[PROBLEM REQUIREMENTS]: Copy the records below exactly as they appear.

• • • • •

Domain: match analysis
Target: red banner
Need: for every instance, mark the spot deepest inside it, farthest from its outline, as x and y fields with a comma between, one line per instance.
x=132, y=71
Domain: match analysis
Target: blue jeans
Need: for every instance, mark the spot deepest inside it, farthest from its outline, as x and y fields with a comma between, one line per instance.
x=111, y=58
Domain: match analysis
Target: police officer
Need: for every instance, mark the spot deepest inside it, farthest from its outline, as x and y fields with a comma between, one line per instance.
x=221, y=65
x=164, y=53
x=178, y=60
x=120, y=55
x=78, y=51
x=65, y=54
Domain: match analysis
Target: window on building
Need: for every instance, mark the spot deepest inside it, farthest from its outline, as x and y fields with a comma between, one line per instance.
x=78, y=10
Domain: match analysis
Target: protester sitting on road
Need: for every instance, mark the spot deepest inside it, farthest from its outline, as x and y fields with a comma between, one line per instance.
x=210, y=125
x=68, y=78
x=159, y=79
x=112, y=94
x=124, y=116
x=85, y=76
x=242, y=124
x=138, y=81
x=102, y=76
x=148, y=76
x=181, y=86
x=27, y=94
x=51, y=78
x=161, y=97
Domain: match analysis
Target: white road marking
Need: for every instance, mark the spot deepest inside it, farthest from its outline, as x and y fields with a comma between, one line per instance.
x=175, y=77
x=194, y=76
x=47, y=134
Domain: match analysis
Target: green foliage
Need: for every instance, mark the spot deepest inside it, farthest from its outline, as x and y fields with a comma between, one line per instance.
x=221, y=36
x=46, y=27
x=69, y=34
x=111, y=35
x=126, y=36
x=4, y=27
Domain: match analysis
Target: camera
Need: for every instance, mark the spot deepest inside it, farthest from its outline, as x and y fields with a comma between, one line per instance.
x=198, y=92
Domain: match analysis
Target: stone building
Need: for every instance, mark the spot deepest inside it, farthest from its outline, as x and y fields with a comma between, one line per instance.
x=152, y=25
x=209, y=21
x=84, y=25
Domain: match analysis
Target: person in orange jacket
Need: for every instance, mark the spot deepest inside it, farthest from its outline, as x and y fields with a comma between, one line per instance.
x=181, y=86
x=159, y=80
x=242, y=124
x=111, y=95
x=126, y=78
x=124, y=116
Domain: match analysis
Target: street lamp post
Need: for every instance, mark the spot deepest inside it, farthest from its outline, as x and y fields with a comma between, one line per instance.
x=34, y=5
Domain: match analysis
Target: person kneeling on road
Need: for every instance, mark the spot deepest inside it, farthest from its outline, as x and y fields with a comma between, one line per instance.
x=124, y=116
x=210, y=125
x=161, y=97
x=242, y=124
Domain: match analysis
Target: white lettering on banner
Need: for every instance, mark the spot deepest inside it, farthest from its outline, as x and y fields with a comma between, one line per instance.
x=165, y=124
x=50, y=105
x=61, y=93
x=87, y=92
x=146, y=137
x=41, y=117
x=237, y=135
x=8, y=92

• • • • •

[RESULT]:
Domain: match analysis
Target: red banner
Need: for every instance, mark the spot deepest inside it, farthest from its outline, as x and y fields with a comma between, one line per instance.
x=132, y=71
Domain: match analysis
Target: blue jeans
Need: for every instance, mark the spot deepest inside it, farthest from its outline, as x and y fields with a comma between, one line per instance.
x=111, y=58
Domain: match analysis
Target: police officer
Need: for every instance, mark the spot deepest inside it, farthest from its outline, as x and y fields with a comma between, one line per instance.
x=221, y=65
x=164, y=53
x=178, y=60
x=120, y=55
x=78, y=51
x=65, y=54
Domain: match analysis
Target: window on building
Need: for every instance, mark the spot deepest inside it, farthest from its outline, as x and y fields with a comma between, one line per instance.
x=78, y=10
Domain: match analysis
Target: protester sitting on road
Need: for every instance, mark the spot deepest inside it, farthest from its outline, as x and y fields with a comma between, one line per instance.
x=210, y=125
x=68, y=78
x=159, y=79
x=112, y=94
x=124, y=116
x=85, y=76
x=242, y=124
x=138, y=81
x=102, y=76
x=148, y=76
x=181, y=86
x=27, y=94
x=51, y=78
x=161, y=97
Domain: match analysis
Target: white road marking
Need: for every instance, mark the spot deepest inside it, farthest from its outline, as x and y fields with a comma between, one line per instance.
x=175, y=77
x=194, y=76
x=47, y=134
Domain: match analysis
Target: green foliage
Need: for every instance, mark the spot deepest inside it, farthest from its outline, as x and y fields with a comma between, one line per instance.
x=221, y=36
x=46, y=27
x=69, y=34
x=111, y=35
x=126, y=36
x=4, y=27
Domain: match analysis
Target: camera
Need: for every instance, mark the spot deepest inside it, farthest from its outline, as x and y fields with a comma between, one line per instance.
x=198, y=92
Domain: match analysis
Target: stone building
Need: for every instance, mark the spot deepest inside it, farthest from its outline, as x and y fields with a comma between, one line per instance.
x=152, y=25
x=209, y=21
x=84, y=25
Domain: match analysis
Target: person in orange jacket
Need: for every instance, mark the spot deepest inside it, farthest from its outline, as x and y fields with a comma between, one line per instance.
x=181, y=86
x=159, y=80
x=242, y=124
x=111, y=95
x=126, y=78
x=124, y=116
Domain: match analysis
Target: street lamp post
Need: for every instance, mark the spot deepest inside it, farthest from its outline, as x and y fields with a comma between, one line per instance.
x=34, y=5
Domain: match analysis
Target: person kneeling on road
Need: for every instance, mark the spot deepest inside it, farthest from its outline, as x and y fields with a comma between, one line per instance.
x=124, y=116
x=210, y=125
x=161, y=97
x=242, y=124
Domain: match analysis
Target: white lettering on banner
Need: for every instance, mark the spot deepest inside it, farthest from its outline, as x and y fields with a comma between, one line per instance.
x=165, y=124
x=50, y=105
x=61, y=93
x=87, y=92
x=146, y=137
x=41, y=117
x=237, y=135
x=8, y=92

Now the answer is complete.